EXERCISE OBJECTIVE: Return each entry exactly, with none missing.

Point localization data
=== Section Start ===

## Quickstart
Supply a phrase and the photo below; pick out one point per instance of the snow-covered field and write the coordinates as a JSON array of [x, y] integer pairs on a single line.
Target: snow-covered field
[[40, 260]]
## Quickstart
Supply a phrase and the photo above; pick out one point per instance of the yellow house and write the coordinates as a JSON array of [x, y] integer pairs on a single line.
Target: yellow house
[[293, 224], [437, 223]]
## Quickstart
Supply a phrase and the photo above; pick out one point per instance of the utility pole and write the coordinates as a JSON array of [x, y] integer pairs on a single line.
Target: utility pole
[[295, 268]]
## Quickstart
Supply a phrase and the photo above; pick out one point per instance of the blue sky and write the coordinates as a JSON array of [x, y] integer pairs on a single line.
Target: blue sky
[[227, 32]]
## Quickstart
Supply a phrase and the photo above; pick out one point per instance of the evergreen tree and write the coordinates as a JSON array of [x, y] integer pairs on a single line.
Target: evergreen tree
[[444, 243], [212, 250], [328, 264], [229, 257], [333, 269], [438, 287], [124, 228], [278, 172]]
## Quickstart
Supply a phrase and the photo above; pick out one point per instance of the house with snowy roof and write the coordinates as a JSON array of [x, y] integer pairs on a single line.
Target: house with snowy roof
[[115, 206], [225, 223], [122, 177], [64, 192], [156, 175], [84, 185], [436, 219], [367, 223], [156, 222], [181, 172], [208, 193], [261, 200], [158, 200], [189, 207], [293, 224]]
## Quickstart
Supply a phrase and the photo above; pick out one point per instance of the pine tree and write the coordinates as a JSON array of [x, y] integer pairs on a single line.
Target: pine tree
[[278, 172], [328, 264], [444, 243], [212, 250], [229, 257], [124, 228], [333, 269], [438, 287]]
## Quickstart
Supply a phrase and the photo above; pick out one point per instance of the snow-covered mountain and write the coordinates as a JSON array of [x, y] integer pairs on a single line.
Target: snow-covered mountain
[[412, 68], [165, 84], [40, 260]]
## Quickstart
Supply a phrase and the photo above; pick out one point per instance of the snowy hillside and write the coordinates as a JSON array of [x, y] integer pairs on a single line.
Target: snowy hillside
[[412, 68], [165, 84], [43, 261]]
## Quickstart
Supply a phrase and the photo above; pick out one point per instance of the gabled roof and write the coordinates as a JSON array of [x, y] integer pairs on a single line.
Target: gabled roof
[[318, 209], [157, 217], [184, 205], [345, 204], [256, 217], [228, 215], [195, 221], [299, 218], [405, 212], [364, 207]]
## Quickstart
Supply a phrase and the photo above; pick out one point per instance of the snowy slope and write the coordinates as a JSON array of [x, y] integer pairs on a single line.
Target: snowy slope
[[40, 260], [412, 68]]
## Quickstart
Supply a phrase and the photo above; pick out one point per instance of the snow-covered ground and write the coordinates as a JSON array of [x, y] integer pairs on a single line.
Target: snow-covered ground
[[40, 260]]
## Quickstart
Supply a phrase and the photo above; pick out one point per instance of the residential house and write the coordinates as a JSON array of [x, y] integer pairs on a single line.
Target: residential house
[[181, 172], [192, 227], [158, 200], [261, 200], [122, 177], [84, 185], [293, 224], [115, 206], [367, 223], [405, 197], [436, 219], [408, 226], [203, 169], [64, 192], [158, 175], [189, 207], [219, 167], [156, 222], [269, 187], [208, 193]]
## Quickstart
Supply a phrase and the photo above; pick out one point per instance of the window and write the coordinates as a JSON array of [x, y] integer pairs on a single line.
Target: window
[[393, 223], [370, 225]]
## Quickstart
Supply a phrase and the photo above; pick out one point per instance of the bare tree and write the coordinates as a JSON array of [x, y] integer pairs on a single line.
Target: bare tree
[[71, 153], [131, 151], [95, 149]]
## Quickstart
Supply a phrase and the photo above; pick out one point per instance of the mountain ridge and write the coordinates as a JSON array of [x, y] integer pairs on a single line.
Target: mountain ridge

=== Section End ===

SOLUTION TO THE PROBLEM:
## Quickstart
Supply a phrase and the photo below; pick out one point per instance of the snow-covered field and write the coordinates as a JSON array of [x, y] integer pairs on a single line.
Target: snow-covered field
[[40, 260]]
## Quickstart
Supply a phrase and the photo above; pick out one point per instance of the yellow house and write the coordinates as a JSON array of [x, y] integer pairs on a single line.
Target: yellow house
[[293, 224], [437, 223]]
## Quickstart
Supply a phrase and the photo above; pick out one point per instance of the utility pole and write the coordinates as a JSON array of [x, y] integer pairs on a single line.
Target: utility pole
[[295, 268]]
## Quickstart
Supply a phrase and the photo above; pick out one point per instance of the blue sky and write the coordinates as a JSON array of [x, y] integer pairs on a single line.
Target: blue sky
[[227, 32]]
## Quickstart
Supply a phrase and the photo above; pick out one point per instance of the evergreen tree and write the coordinates as a JSON array of [x, y] integer pairs on a single line.
Target: evergreen tree
[[444, 243], [212, 250], [328, 264], [229, 257], [333, 269], [438, 287], [124, 228], [278, 172]]
## Quickstart
Supply a phrase and the photo above; pick out one point per instance of the house with snowy roof and write the coordinates as a JSON array of [x, y] integer pairs on a single line.
Target: house with snowy roof
[[115, 206], [225, 223], [122, 177], [64, 192], [156, 175], [84, 185], [436, 219], [367, 223], [156, 222], [181, 172], [208, 193], [261, 200], [158, 200], [189, 207], [293, 224]]
## Quickstart
Supply a phrase and the photo above; pick out one point per instance of the pine tree and write the coordinates as a JSON array of [x, y] integer pairs on a single line.
Target: pine tree
[[278, 172], [328, 264], [444, 243], [212, 250], [229, 257], [124, 228], [333, 269], [438, 287]]
## Quickstart
Supply a phrase and the photo above; pick out one point per instance of the snow-covered mountain and write the coordinates as a JSON array of [x, y] integer pairs on a single line.
Target: snow-covered mountain
[[412, 68], [165, 84], [40, 260]]
## Quickstart
Supply a phrase and the photo above; pick out one point per instance of the snowy hillside and write the coordinates as a JSON array of [x, y] integer pairs on a single line.
Target: snowy hillside
[[412, 68], [165, 84], [43, 261]]
## Quickstart
Supply a phrase and the photo above; pick out one point per instance of the gabled roof and write the coordinates as a JSON array of [x, y] integer pairs on a single line.
Target: gabled roof
[[318, 209], [157, 217], [184, 205], [345, 204], [256, 217], [228, 215], [195, 221], [299, 218], [405, 212], [364, 207]]
## Quickstart
Supply a phrase and the photo above; pick out one point per instance of the snowy slope and write the coordinates as a JSON array of [x, y] integer pairs on a single line.
Target: snowy slope
[[40, 260], [412, 68]]
## Quickstart
Supply a phrase and the photo above; pick out one point per instance of the snow-covered ground and write the coordinates as a JSON array of [x, y] integer pairs on a single line.
Target: snow-covered ground
[[40, 260]]
## Quickstart
Supply a phrase and the photo above; pick out one point per instance of the residential house and write the coordinates as a JSON array of [x, y] integer pairs on a single line.
Target: residential house
[[181, 172], [192, 227], [158, 200], [261, 200], [122, 177], [84, 185], [293, 224], [115, 206], [367, 223], [405, 197], [436, 219], [408, 226], [203, 169], [64, 192], [158, 175], [189, 207], [219, 167], [156, 222], [269, 187], [208, 193]]
## Quickstart
Supply a phrase and the photo above; pick out one point per instance of the window and write the coordinates as a JSON array of [x, y] integer pairs on a single line.
Target: window
[[393, 223], [370, 225]]
## Quickstart
Supply a phrase and the photo above; pick out one point per instance of the bare tree and write the coordinates as a JSON array of [x, y] integer pairs on a single line.
Target: bare tree
[[71, 153], [131, 151], [95, 149]]
## Quickstart
Supply a phrase and the photo above; pick out one point per instance of the mountain ridge and write the coordinates as a JSON array of [x, y] integer pairs on a single line.
Target: mountain ridge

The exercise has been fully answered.